# TO DO
Please answer these from the naloxone access update, one line each:
(a) Which company announced the fast-tracked application for over-the-counter Narcan?
(b) Who issued the open call for such applications?
(c) Since what year have Tennessee pharmacists been permitted to dispense naloxone to any person at risk of an overdose?
── SOURCE EXTRACT ──
Naloxone Access Update: Over-the-counter Narcan expected in March, 2023

Narcan nasal spray in the package.

Emergent BioSolutions Inc. has announced that the FDA has fast-tracked their application for an over-the-counter (OTC) version of their trademarked Narcan nasal spray, and are anticipating approval as early as March 29th, 2023.

A week prior, FDA Commissioner Robert Califf issued an open call for such applications, promising to assign them top priority, requiring that sufficient data be provided to evince efficacy and safety of the OTC product, as well as clinically meaningful differences from existing prescription products. As it pertains to naloxone nasal spray, the FDA does not require that the formulation be altered, merely that people using the product be able to understand the instructions and administer the medication without the assistance or instruction of a healthcare provider.

It is already legal to acquire naloxone without a prescription. As of 2016, Tennessee pharmacists have been permitted to dispense naloxone to any person at risk of an overdose, or to any family member, friend or close associate of such an individual.  Despite this, some pharmacies might require additional verification or stipulations (such as requiring a referral from a clinician or a health department). Should naloxone be made available OTC, a person seeking naloxone would experience fewer barriers.
───
── PROVIDED DATA ──
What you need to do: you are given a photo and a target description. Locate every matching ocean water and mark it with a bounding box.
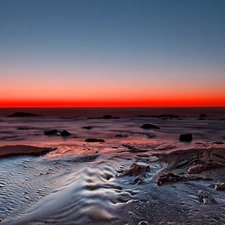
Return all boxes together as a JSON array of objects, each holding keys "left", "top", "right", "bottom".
[{"left": 0, "top": 108, "right": 225, "bottom": 224}]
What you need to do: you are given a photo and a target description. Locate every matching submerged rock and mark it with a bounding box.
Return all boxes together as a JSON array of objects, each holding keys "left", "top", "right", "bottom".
[
  {"left": 138, "top": 221, "right": 148, "bottom": 225},
  {"left": 61, "top": 130, "right": 71, "bottom": 137},
  {"left": 198, "top": 190, "right": 216, "bottom": 204},
  {"left": 179, "top": 133, "right": 192, "bottom": 142},
  {"left": 215, "top": 182, "right": 225, "bottom": 190},
  {"left": 141, "top": 123, "right": 160, "bottom": 129},
  {"left": 85, "top": 138, "right": 105, "bottom": 142},
  {"left": 157, "top": 173, "right": 187, "bottom": 185},
  {"left": 135, "top": 114, "right": 181, "bottom": 119},
  {"left": 213, "top": 141, "right": 224, "bottom": 145},
  {"left": 82, "top": 126, "right": 93, "bottom": 130},
  {"left": 115, "top": 134, "right": 129, "bottom": 138},
  {"left": 188, "top": 162, "right": 225, "bottom": 174},
  {"left": 118, "top": 163, "right": 151, "bottom": 184},
  {"left": 44, "top": 130, "right": 58, "bottom": 135},
  {"left": 101, "top": 115, "right": 119, "bottom": 119},
  {"left": 7, "top": 112, "right": 39, "bottom": 117}
]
───
# WRITTEN ANSWER
(a) Emergent BioSolutions Inc.
(b) FDA Commissioner Robert Califf
(c) 2016